DOCUMENT TEXT:
"""
Welcome to Racerhead. Tomorrow night marks the second-to-last round of the 2018 Monster Energy AMA Supercross Championship, and we will likely see a new champion crowned. Wait, of course we will see a new champion crowned—the last one, Ryan Dungey, retired shortly after winning his fourth career title last May. And with the exception of the timeless Chad Reed, all of the previous SX champions have retired from professional racing. Jason Anderson is about to join Reed as a “still-active” champion of AMA Supercross.
What will be new is the fact that Husqvarna will be the AMA Supercross Champion for the very first time. Bobby Hewitt’s team was once a modest startup out of Texas called Xtreme Team Green Kawasaki, and its first big sponsor was Canidae Dog Foods. His early riders included his son Hunter, and yet they managed to win a 450 National early on with Tommy Hahn.
Over the years, the team has evolved, as has Hewitt as team manager/owner. They switched brands to Suzuki, then KTM, winning more and more. They found sexier sponsors like Rockstar Energy and were in the right place at the right time when KTM was looking for a good fit for the Husqvarna brand they’d just acquired. Hewitt also found riders in whom he not only saw great potential, but ones he liked—and ones who listened. Jason Anderson, someone he’d sponsored since his amateur days, landed Hewitt’s team its first title in 2014 in the 250SX West Region, just before the switch to Husqvarna, then Zach Osborne got their second (250SX East Region) and third (250 Class MX) last summer. Osborne is poised to deliver another 250SX East Region title next week in Las Vegas, but Anderson is about to land them the biggest title of all.
"""
TASK 1: List every motorcycle brand named in the Racerhead column on the 2018 Supercross season.
TASK 2: Write the next part of the Racerhead column on the 2018 Supercross season, picking up after its final sentence.
The records that follow are not needed for the tasks here.

ENTRIES PROVIDED:
"""
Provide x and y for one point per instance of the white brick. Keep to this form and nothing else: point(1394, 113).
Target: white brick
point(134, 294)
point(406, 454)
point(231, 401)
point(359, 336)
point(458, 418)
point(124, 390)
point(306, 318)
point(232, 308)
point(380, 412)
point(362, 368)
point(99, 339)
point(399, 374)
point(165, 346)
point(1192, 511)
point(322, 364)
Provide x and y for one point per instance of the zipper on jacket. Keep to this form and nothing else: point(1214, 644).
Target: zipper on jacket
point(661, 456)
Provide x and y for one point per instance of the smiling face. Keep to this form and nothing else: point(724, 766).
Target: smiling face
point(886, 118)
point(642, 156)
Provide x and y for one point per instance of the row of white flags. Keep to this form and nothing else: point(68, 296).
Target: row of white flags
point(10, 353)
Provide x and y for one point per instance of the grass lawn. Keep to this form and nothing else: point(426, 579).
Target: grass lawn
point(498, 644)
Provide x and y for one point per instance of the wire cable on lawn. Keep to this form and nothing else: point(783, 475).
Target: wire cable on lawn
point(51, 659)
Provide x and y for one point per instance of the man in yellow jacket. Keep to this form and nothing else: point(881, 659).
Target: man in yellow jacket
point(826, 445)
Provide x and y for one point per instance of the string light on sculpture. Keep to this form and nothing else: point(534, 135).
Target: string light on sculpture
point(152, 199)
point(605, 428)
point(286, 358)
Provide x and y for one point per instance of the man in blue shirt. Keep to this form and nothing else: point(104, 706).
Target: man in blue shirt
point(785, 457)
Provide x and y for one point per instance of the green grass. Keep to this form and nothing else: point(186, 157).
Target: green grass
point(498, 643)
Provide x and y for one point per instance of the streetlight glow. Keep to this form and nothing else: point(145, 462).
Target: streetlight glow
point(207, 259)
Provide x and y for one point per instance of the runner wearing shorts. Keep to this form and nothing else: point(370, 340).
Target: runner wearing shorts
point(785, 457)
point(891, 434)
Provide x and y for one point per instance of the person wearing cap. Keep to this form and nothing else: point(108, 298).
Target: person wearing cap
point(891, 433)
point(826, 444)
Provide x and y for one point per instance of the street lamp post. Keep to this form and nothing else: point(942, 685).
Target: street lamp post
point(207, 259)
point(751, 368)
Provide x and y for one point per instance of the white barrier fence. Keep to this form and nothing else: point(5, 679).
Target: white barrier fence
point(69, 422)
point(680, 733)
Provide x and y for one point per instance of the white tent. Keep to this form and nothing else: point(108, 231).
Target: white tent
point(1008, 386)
"""
FINAL ANSWER 1: Kawasaki, Suzuki, KTM, Husqvarna

FINAL ANSWER 2:
If all goes according to plan tomorrow night in Salt Lake City, Anderson will become the first Husqvarna rider ever to win the AMA Supercross Championship, and this will mark the first time that Husqvarna has ever won two SX championships in a single season.
Which brings it all full circle. All the way back in 1971, at the first Daytona “Motocross” race at the speedway, before there ever was an AMA Supercross Series, or even the Superbowl of Motocross at the Los Angeles Coliseum—which we consider the first “supercross” as we know it—the two classes were won by Bryan Kenney (500) and Gunnar Lindstrom (250).
Both were riding Husqvarnas, just like Anderson and Osborne. In other words, it was a pair of titles 47 years in the making.
Let’s start Racerhead right here with a word from the King of Supercross….
The King's Speech (Jason Weigandt)
I love the drama, but man, by Wednesday morning I was officially over the Musquin-Tomac deal from Saturday. Most likely, Musquin and Tomac are also tired of all the talk. Our comment section was just getting crushed by back-and-forth arguments over "The Pass," and there really seemed to be no limits. Surely any opinion on this topic had been exhausted at that point.
I thought everyone had weighed in on this until I received a text from the King of Supercross, Jeremy McGrath, on Wednesday night. He watched the How to Argue Block Passing video we posted and thought it was funny. Probably helps that I used MC as an all-time reference in block-passing battles. For every "Bob Hannah would have rammed his grandpa off the track" argument, you get a "Jeremy McGrath never had to ram people to win." This is the stuff you hear every time something controversial happens on the track.
MC mentioned something interesting in his text to me. He thinks we shouldn't even be using the term “block pass” in this situation, but rather “T-bone.” McGrath feels like a block pass is when two riders are going the same angle into a turn, and a T-bone is when they're going two different directions. He puts the Foxborough move by Marvin into the T-bone category and thinks calling it a block pass makes it sound cleaner than it is.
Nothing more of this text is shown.